Return the records that follow unaltered. Omit every picture.

+-------+

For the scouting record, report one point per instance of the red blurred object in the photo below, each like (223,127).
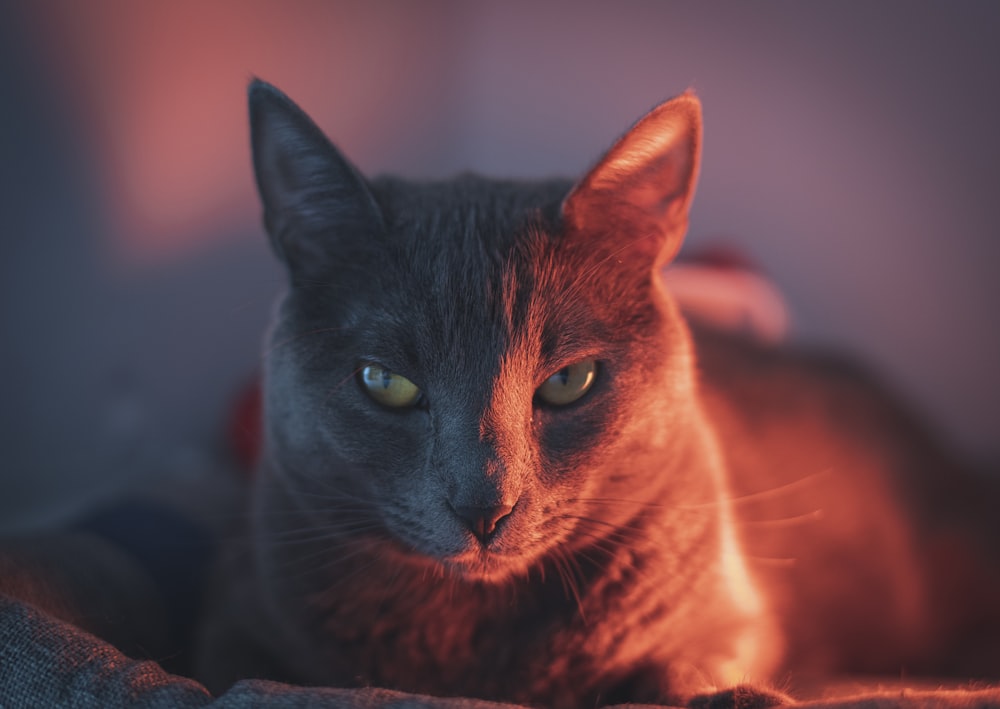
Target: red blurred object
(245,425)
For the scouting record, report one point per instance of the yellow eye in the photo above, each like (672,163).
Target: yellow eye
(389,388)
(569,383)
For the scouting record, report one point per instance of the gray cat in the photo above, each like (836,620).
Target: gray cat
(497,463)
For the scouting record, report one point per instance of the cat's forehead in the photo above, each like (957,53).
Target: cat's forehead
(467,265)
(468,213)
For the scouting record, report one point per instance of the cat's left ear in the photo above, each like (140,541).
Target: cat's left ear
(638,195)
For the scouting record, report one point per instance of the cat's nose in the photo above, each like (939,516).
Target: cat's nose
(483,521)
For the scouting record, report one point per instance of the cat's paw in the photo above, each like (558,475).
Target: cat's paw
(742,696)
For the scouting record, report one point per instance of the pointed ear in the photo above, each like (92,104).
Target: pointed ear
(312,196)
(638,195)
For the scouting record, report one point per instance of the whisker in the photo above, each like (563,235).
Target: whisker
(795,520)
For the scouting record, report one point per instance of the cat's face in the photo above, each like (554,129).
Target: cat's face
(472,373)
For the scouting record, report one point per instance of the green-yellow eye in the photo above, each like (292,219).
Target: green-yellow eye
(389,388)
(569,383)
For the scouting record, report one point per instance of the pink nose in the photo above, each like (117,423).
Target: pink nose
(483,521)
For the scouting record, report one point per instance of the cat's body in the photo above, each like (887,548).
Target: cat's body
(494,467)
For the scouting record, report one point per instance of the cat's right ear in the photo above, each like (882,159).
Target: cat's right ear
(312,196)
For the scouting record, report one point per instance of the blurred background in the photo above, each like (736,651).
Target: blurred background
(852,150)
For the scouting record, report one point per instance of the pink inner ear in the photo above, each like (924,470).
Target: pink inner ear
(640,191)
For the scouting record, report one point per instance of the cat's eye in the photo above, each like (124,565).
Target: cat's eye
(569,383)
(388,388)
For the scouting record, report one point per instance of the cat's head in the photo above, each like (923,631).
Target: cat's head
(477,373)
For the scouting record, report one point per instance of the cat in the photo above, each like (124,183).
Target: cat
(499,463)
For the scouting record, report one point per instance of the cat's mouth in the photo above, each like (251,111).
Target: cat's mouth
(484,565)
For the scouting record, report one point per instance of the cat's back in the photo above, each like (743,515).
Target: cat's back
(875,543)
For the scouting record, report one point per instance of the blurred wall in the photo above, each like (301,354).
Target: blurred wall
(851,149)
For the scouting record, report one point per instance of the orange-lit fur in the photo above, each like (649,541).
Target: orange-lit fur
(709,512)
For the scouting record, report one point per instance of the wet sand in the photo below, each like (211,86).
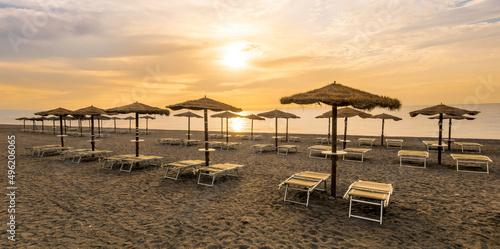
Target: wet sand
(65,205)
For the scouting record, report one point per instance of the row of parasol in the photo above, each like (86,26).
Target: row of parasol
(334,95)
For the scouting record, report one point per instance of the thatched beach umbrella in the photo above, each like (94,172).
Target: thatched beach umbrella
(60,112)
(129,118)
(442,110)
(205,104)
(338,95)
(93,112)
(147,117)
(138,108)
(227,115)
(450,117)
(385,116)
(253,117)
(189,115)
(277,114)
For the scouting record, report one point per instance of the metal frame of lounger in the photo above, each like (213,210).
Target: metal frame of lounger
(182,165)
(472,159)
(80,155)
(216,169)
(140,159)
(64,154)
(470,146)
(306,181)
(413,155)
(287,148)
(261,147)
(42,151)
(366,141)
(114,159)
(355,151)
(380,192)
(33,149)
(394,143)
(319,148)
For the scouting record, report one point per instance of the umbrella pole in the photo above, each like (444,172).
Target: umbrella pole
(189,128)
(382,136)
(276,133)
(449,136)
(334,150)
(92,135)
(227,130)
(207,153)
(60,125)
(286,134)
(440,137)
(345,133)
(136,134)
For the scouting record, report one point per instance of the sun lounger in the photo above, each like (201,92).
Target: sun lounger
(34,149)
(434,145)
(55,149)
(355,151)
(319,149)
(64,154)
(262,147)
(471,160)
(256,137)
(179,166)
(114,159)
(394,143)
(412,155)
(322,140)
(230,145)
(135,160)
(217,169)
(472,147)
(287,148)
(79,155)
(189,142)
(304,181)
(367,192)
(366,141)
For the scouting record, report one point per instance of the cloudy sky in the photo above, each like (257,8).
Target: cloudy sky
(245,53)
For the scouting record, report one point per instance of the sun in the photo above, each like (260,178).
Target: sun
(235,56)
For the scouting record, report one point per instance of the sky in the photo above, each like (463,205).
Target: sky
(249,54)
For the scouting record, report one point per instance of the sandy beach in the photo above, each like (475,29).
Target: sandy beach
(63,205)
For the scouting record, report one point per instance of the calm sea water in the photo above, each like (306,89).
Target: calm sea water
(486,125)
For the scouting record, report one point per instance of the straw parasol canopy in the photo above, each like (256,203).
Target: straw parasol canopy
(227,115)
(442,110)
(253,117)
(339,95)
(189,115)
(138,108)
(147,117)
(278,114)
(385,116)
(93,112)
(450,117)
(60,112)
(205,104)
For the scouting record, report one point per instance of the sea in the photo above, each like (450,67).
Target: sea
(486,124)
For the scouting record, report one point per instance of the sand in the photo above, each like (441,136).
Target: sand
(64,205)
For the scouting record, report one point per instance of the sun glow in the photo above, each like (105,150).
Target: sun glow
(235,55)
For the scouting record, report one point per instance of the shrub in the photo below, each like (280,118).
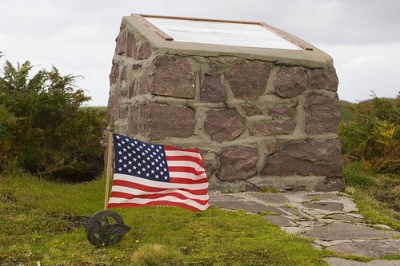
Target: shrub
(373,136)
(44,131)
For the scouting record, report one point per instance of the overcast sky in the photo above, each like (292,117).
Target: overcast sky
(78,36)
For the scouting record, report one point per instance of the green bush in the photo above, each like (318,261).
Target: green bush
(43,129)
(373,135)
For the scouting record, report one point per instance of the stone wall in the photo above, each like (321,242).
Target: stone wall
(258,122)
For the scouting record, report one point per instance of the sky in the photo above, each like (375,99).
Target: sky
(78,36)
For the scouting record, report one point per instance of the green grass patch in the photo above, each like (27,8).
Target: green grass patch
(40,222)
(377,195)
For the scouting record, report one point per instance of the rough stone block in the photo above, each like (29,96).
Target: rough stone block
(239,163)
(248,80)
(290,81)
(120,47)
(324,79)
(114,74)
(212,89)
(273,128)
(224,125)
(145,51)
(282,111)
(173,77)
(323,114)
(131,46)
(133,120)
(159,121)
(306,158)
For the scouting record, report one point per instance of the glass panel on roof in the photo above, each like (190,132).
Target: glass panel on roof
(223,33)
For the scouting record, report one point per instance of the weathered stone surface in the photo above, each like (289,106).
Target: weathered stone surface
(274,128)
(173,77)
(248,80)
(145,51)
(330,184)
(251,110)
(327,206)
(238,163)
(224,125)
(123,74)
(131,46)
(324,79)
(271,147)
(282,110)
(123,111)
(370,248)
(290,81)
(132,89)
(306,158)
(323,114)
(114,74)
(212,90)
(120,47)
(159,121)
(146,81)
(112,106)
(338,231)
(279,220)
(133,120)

+-------+

▶ FINAL RESULT:
For the scouting record, report one point per instance of the red blurred object in the photo below, each like (223,127).
Target: red blurred object
(245,425)
For the scouting record, report one point per instance of the yellow eye in the photo above, each like (672,163).
Target: yellow eye
(389,388)
(569,383)
For the scouting record, report one point per instance of the gray cat in the photo above, each like (836,620).
Target: gray cat
(497,463)
For the scouting record, report one point per instance of the cat's forehead in the photo above, each like (957,53).
Target: cat's forehead
(467,265)
(468,213)
For the scouting record, report one point per instance of the cat's left ear in the photo above, each like (140,541).
Target: cat's left ear
(638,195)
For the scouting record, report one point per instance of the cat's nose in the photo above, each like (939,516).
Target: cat's nose
(483,521)
For the scouting record, report one point per instance of the cat's paw in the photo above, each like (558,475).
Target: cat's paw
(742,696)
For the scouting record, report one point per instance of the pointed ear in the photo above, each like (92,104).
Target: pointed ear
(312,196)
(638,195)
For the scouting record, report one point per instance of the whisker in the photo above, each like (563,235).
Target: whisker
(795,520)
For the scouting record, report one point per instance of the cat's face in the photo above, each like (554,129).
Target: cat's face
(472,373)
For the scouting record, report one point per instance of the green-yellow eye in the photo above, each like (292,219).
Target: green-yellow eye
(389,388)
(569,383)
For the scouting record, report one point per instance of the pink nose in the photo above, each like (117,423).
Target: pink nose
(483,521)
For the scouting record, report one point per instance of the cat's body in the photo above, each like (887,548).
Target: cat's body
(494,467)
For the scouting record, report one point per instance of the cat's right ear in the photo above, each like (882,159).
Target: cat's right ear
(312,196)
For the scouting record, report one point per instance of the blurred background in the photo above, each like (736,651).
Target: blurred background
(852,150)
For the scouting record, report one point per instance of the pink inner ear in the photo above, each like (924,470).
Target: pink inner ear
(640,191)
For the scouting record, report one point per instance of the cat's eye in the photo above, each like (124,565).
Target: cat's eye
(569,383)
(388,388)
For the scouting record, report one point per instance of the cat's head in the photo above, each like (923,631).
Target: cat's head
(477,373)
For the scouting record, report one point per instance of the cat in the photo above, each like (124,183).
Target: cat
(499,463)
For the scouting record, report one point per instance of the cat's mouth in the photo above, each like (251,111).
Target: cat's mouth
(484,565)
For the scouting record, report one point per instance of the cat's back in the photo above, each like (743,515).
Target: cat's back
(875,543)
For the scouting record, report one point per instance of the blurred wall in the photo above, each like (301,354).
Target: blurred wall
(851,149)
For the scouting record, report one point per instance of the orange-lit fur in the photo above, each like (649,541).
Target: orange-lit fur
(709,512)
For the scouting record, report one point per instance of the wet sand in the photo below, each like (211,86).
Target: wet sand
(65,205)
For the scouting record, report one point per instance of the row of parasol in the photo above, each like (86,26).
Target: row of parasol
(334,95)
For the scouting record, report one point per instance of the thatched beach umbrella in the photo above, each like (94,172).
Target: thatched beach umbrella
(60,112)
(129,118)
(442,110)
(205,104)
(338,95)
(93,112)
(147,117)
(138,108)
(227,115)
(450,117)
(385,116)
(253,117)
(189,115)
(277,114)
For the scouting record, report one point per instance of the metal frame of lounger in the photo above, each like (213,210).
Target: metal frame of lounger
(182,165)
(472,159)
(80,155)
(216,169)
(140,159)
(64,154)
(470,146)
(306,181)
(413,155)
(287,148)
(261,147)
(42,151)
(366,141)
(114,159)
(355,151)
(380,192)
(33,149)
(394,143)
(319,148)
For the scouting record, report one point per instance of the umbrella pole in the photo above, each like (444,172).
Target: umbrella pole
(189,128)
(382,136)
(276,133)
(449,136)
(334,150)
(92,135)
(227,130)
(207,153)
(60,125)
(286,134)
(440,137)
(345,133)
(136,134)
For the scouting record, report one point per instance of the sun lounger in the photo above, each like (201,92).
Target: sun lounger
(34,149)
(434,145)
(55,149)
(355,151)
(319,149)
(64,154)
(262,147)
(471,160)
(256,137)
(179,166)
(114,159)
(394,143)
(412,155)
(322,140)
(230,145)
(135,160)
(217,169)
(472,147)
(287,148)
(79,155)
(189,142)
(304,181)
(367,192)
(366,141)
For the scouting record, report one point per instance of the cloudy sky in the photo above, each like (257,8).
Target: cloudy sky
(245,53)
For the scouting record, report one point per instance of the sun in the photo above, each like (260,178).
Target: sun
(235,56)
For the scouting record, report one point per instance of the sky in the photo above, each like (463,205).
Target: sky
(249,54)
For the scouting record, report one point per instance of the sandy beach in the photo above, each like (475,29).
Target: sandy beach
(63,205)
For the scouting record, report one point per instance of the calm sea water in the photo above, each like (306,89).
Target: calm sea water
(486,125)
For the scouting record, report one point per instance of the straw parasol canopy in the photo above, each like (256,203).
Target: straw parasol canopy
(227,115)
(442,110)
(253,117)
(339,95)
(189,115)
(138,108)
(147,117)
(278,114)
(385,116)
(93,112)
(450,117)
(60,112)
(205,104)
For the scouting record, report one point per instance of the sea in the photo above, each like (450,67).
Target: sea
(486,124)
For the scouting record, report one point per instance of the sand in the photo above, each like (441,136).
Target: sand
(64,205)
For the scouting record, report one point per instance of the sun glow in the photo above, each like (105,150).
Target: sun glow
(235,55)
For the scouting record, report one point per instance of the shrub in the photo below, each like (280,118).
Target: shrub
(373,136)
(44,131)
For the scouting record, report one point per instance of the overcast sky in the photo above, each like (292,117).
Target: overcast sky
(78,36)
For the scouting record, report one point per instance of the green bush in the photo above, each like (318,261).
Target: green bush
(43,129)
(373,135)
For the scouting record, report one point per instance of the stone wall in the photo above, each like (321,242).
Target: stone wall
(258,122)
For the scouting record, report one point per instance of the sky in the photo above, each like (375,99).
Target: sky
(78,36)
For the scouting record, report one point per instance of the green grass patch in the photo above, each like (27,8).
Target: green grass patch
(40,222)
(377,195)
For the scouting record, report one point per instance of the rough stone block in the photo above, each like (29,96).
Target: rough stone block
(239,163)
(248,80)
(290,81)
(120,47)
(324,79)
(114,74)
(212,89)
(273,128)
(224,125)
(145,51)
(282,111)
(173,77)
(323,114)
(131,46)
(133,120)
(159,121)
(306,158)
For the scouting record, report one point per instance of the glass panel on roof in the photo above, each like (190,132).
Target: glass panel on roof
(223,33)
For the scouting record, report one point per instance of the weathered stone surface in the photo above, each like (289,106).
Target: weathered stone surface
(274,128)
(173,77)
(248,80)
(145,51)
(330,184)
(251,110)
(327,206)
(238,163)
(224,125)
(123,74)
(131,46)
(324,79)
(271,147)
(282,110)
(123,111)
(370,248)
(290,81)
(132,89)
(306,158)
(323,114)
(114,74)
(212,90)
(120,47)
(159,121)
(146,81)
(112,106)
(338,231)
(279,220)
(133,120)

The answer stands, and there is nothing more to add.